BRIEF
Your task is to reproduce the listing exactly, without its images.
------------------------------------------------------------
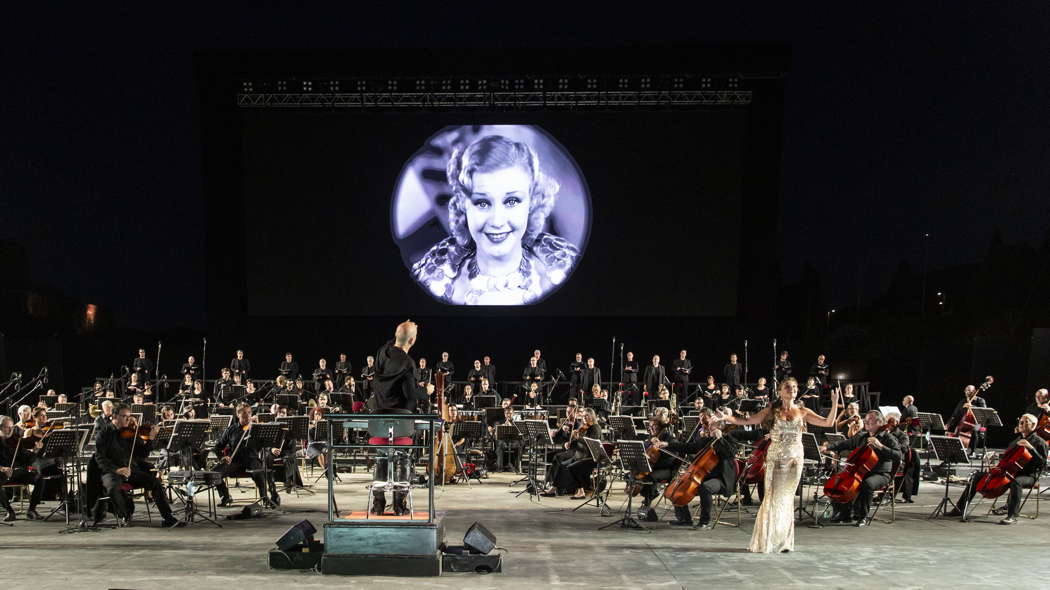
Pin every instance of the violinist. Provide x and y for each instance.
(1024, 478)
(475, 375)
(886, 448)
(236, 456)
(720, 480)
(910, 481)
(106, 416)
(1041, 405)
(24, 419)
(664, 467)
(16, 457)
(570, 469)
(121, 452)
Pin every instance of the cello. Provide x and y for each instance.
(844, 486)
(685, 487)
(998, 480)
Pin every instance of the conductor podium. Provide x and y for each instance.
(357, 543)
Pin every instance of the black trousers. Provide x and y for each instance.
(862, 504)
(1013, 493)
(24, 477)
(710, 487)
(146, 480)
(254, 467)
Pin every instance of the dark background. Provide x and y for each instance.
(647, 171)
(894, 123)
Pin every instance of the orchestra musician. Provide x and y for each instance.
(665, 466)
(681, 369)
(321, 374)
(909, 485)
(576, 376)
(851, 422)
(886, 448)
(475, 376)
(720, 480)
(236, 456)
(1025, 478)
(342, 370)
(533, 373)
(733, 372)
(17, 455)
(142, 366)
(571, 468)
(288, 367)
(631, 374)
(654, 375)
(190, 367)
(445, 366)
(368, 375)
(240, 365)
(782, 367)
(121, 455)
(590, 377)
(488, 369)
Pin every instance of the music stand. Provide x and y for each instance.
(291, 401)
(948, 449)
(929, 421)
(62, 444)
(624, 425)
(834, 438)
(602, 463)
(533, 433)
(633, 462)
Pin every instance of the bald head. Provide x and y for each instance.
(404, 336)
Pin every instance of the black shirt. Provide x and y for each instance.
(889, 452)
(395, 379)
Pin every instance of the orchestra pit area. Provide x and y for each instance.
(546, 544)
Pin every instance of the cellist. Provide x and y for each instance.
(1025, 478)
(720, 480)
(886, 448)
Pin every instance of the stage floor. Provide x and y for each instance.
(549, 546)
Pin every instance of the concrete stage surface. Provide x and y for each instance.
(547, 546)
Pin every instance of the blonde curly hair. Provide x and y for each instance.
(486, 154)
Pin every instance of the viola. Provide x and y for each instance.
(844, 486)
(998, 479)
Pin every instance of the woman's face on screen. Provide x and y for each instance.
(497, 211)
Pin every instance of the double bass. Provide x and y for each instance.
(968, 423)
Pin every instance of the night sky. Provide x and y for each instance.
(910, 121)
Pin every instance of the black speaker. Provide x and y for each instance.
(479, 540)
(300, 533)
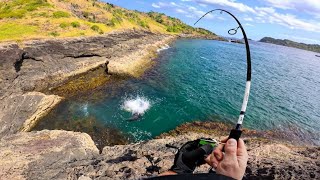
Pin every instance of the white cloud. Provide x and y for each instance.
(203, 5)
(255, 14)
(228, 3)
(248, 24)
(197, 13)
(308, 5)
(248, 19)
(155, 5)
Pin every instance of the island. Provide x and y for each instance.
(52, 48)
(289, 43)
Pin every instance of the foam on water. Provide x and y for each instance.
(204, 58)
(138, 105)
(166, 46)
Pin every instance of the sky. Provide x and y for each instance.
(297, 20)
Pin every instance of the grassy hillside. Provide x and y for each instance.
(34, 19)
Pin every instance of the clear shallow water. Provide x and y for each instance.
(204, 80)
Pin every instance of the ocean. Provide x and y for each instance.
(203, 80)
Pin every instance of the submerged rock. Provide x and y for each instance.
(44, 154)
(31, 67)
(69, 155)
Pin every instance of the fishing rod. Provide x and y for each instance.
(236, 132)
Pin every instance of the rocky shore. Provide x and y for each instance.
(31, 75)
(70, 155)
(29, 70)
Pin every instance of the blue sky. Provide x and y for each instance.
(297, 20)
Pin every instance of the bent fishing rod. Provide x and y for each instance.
(236, 132)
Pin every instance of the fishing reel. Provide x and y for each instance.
(192, 154)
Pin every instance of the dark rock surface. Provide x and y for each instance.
(69, 155)
(36, 66)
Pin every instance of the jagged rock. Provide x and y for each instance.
(70, 155)
(39, 65)
(20, 112)
(43, 154)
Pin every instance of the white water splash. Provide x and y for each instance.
(204, 58)
(139, 105)
(166, 46)
(85, 109)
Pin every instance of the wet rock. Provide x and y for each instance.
(37, 66)
(44, 154)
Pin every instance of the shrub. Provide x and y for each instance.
(143, 24)
(8, 9)
(75, 24)
(95, 28)
(60, 14)
(64, 25)
(110, 23)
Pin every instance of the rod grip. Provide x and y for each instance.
(235, 134)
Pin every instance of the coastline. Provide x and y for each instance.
(32, 155)
(37, 73)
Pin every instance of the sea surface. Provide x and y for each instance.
(204, 80)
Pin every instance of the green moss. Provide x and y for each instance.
(64, 25)
(19, 8)
(60, 14)
(75, 24)
(54, 34)
(16, 31)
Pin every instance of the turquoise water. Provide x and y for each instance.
(204, 80)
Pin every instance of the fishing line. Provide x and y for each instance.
(236, 133)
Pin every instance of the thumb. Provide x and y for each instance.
(230, 149)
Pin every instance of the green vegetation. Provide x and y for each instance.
(12, 31)
(289, 43)
(75, 24)
(54, 34)
(64, 25)
(60, 14)
(40, 19)
(19, 8)
(97, 29)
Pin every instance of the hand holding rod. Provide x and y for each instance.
(236, 133)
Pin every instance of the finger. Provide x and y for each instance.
(225, 139)
(242, 153)
(230, 150)
(212, 161)
(242, 150)
(218, 152)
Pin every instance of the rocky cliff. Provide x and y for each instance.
(30, 69)
(70, 155)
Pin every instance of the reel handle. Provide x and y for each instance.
(235, 134)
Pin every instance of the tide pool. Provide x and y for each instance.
(205, 80)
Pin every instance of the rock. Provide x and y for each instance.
(20, 112)
(37, 66)
(70, 155)
(43, 154)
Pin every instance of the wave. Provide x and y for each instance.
(204, 58)
(166, 46)
(139, 105)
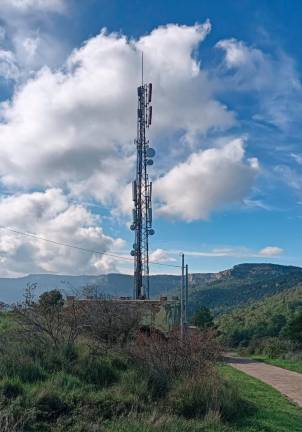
------------------------------------------------------------
ANSWER BOX
Pin every instance of the violinist. Provide x and y for each instance.
(1024, 478)
(475, 375)
(886, 448)
(236, 456)
(720, 480)
(910, 481)
(106, 416)
(1041, 405)
(24, 419)
(664, 467)
(16, 457)
(570, 469)
(121, 452)
Pin every instance of the cello. Provide x and y for each instance.
(844, 486)
(685, 487)
(998, 480)
Pin every instance of the conductor podium. Provide x and y for each instance.
(357, 543)
Pin every instance of the black trousers. Provide x and y for each instance.
(862, 504)
(1013, 493)
(24, 477)
(710, 487)
(146, 480)
(254, 467)
Pin every instance of the dark background. Provide x and y for each instance.
(647, 171)
(894, 123)
Pin every instance of the orchestra musician. Provide x and y for each instance.
(665, 466)
(681, 369)
(321, 374)
(909, 485)
(576, 376)
(851, 422)
(886, 448)
(475, 376)
(720, 480)
(236, 456)
(1025, 478)
(342, 370)
(533, 373)
(733, 372)
(17, 455)
(142, 366)
(571, 468)
(288, 367)
(631, 374)
(654, 375)
(190, 367)
(445, 366)
(368, 375)
(240, 365)
(782, 367)
(121, 455)
(590, 377)
(488, 369)
Pin every instance of the music stand. Provide x and y for each instance.
(291, 401)
(948, 449)
(929, 421)
(62, 444)
(624, 425)
(834, 438)
(602, 463)
(533, 433)
(633, 462)
Pin every instance of the bald head. Provide x and y for each instance.
(404, 336)
Pin every instance of the black shirt. Provide x and y for each instance.
(889, 452)
(395, 379)
Pin every instance of the orchestra pit area. Provide x and y for each instance.
(546, 544)
Pin every instance of the cellist. Provide x and y for each instance.
(1025, 478)
(720, 480)
(886, 448)
Pin every instance of the stage floor. Provide x and y for each instance.
(549, 546)
Pin every instance of the concrete stage surface. Provide x and y for each instance.
(547, 546)
Pin every instance of the blonde curly hair. Provide x and y for each instance.
(486, 154)
Pin every instance of the viola. Provide x and y for each instance.
(844, 486)
(998, 479)
Pin every instance of the woman's face on screen. Provide x and y for each instance.
(497, 211)
Pin every instance of the double bass. Provide x and y for each instance.
(968, 423)
Pin every instance of the night sky. Provide x and y for each instance.
(910, 121)
Pin every instance of the black speaker. Provide x and y for each instance.
(479, 540)
(300, 533)
Pin every instance of the white cloud. Provide x and y for each instance.
(203, 5)
(255, 14)
(228, 3)
(248, 24)
(197, 13)
(308, 5)
(248, 19)
(155, 5)
Pin every instance of the island. Provide x and y for each instance.
(52, 48)
(289, 43)
Pin every instance of the foam on water. Provide x and y for each instance.
(204, 58)
(138, 105)
(166, 46)
Pin every instance of the sky. Provide x and y for each instance.
(297, 20)
Pin every instance of the grassy hillside. Provide x and y for each instance.
(34, 19)
Pin every instance of the clear shallow water. Provide x and y for each instance.
(204, 80)
Pin every instance of the ocean. Provide x and y for each instance.
(203, 80)
Pin every instance of the submerged rock. Provide x and y for each instance.
(44, 154)
(31, 67)
(69, 155)
Pin every instance of the fishing rod. Provide x and y for each instance.
(236, 132)
Pin every instance of the rocky shore. Provide x and y for each instance.
(31, 75)
(70, 155)
(29, 70)
Pin every instance of the blue sky. Provide x and y for each instance.
(297, 20)
Pin every instance of the bent fishing rod. Provide x and y for each instance.
(236, 132)
Pin every instance of the fishing reel. Provide x and y for each instance.
(192, 154)
Pin every instance of the dark rock surface. Provide x and y for each instance.
(69, 155)
(36, 66)
Pin every instance of the jagged rock. Provide x and y for each instance.
(70, 155)
(39, 65)
(20, 112)
(43, 154)
Pin every instance of the white water splash. Provide x and y for each instance.
(204, 58)
(139, 105)
(166, 46)
(85, 109)
Pin every instance of the wet rock. Provide x and y for each instance.
(37, 66)
(44, 154)
Pin every instance of the shrub. Provide x and y for each instance.
(143, 24)
(8, 9)
(75, 24)
(95, 28)
(60, 14)
(64, 25)
(110, 23)
Pin every instance of the rod grip. Provide x and y for each instance.
(235, 134)
Pin every instance of the coastline. Provide x and y for each instance.
(32, 155)
(37, 73)
Pin every instance of the sea surface. Provide x and y for each instance.
(204, 80)
Pin every instance of the green moss. Provide x and y for each instance.
(64, 25)
(19, 8)
(60, 14)
(75, 24)
(54, 34)
(16, 31)
Pin every instance of the turquoise water. Provide x and y for each instance.
(204, 80)
Pin every instance of the fishing line. Provide x and y for each instance.
(236, 133)
Pin every instance of the thumb. Provide x and y for each instance.
(230, 149)
Pin every instance of the green vegetation. Provide x and y for each instance.
(12, 31)
(289, 43)
(75, 24)
(54, 34)
(64, 25)
(60, 14)
(40, 19)
(19, 8)
(97, 29)
Pin every instance of the hand holding rod. Provide x and y for each instance.
(236, 133)
Pin every instance of the finger. Provide x and y for each instance.
(225, 139)
(242, 153)
(230, 150)
(212, 161)
(242, 150)
(218, 152)
Pin every instance of the rocky cliff. Provide x and y for each instance.
(30, 69)
(70, 155)
Pin every instance of the reel handle. Provide x and y for each instance.
(235, 134)
Pin every instance of the tide pool. Provide x and y for each instance.
(205, 80)
Pin every instance of the rock. Provide x and y for each instance.
(20, 112)
(37, 66)
(70, 155)
(43, 154)
Pin every instance of the wave. Provide x and y for each instance.
(204, 58)
(166, 46)
(139, 105)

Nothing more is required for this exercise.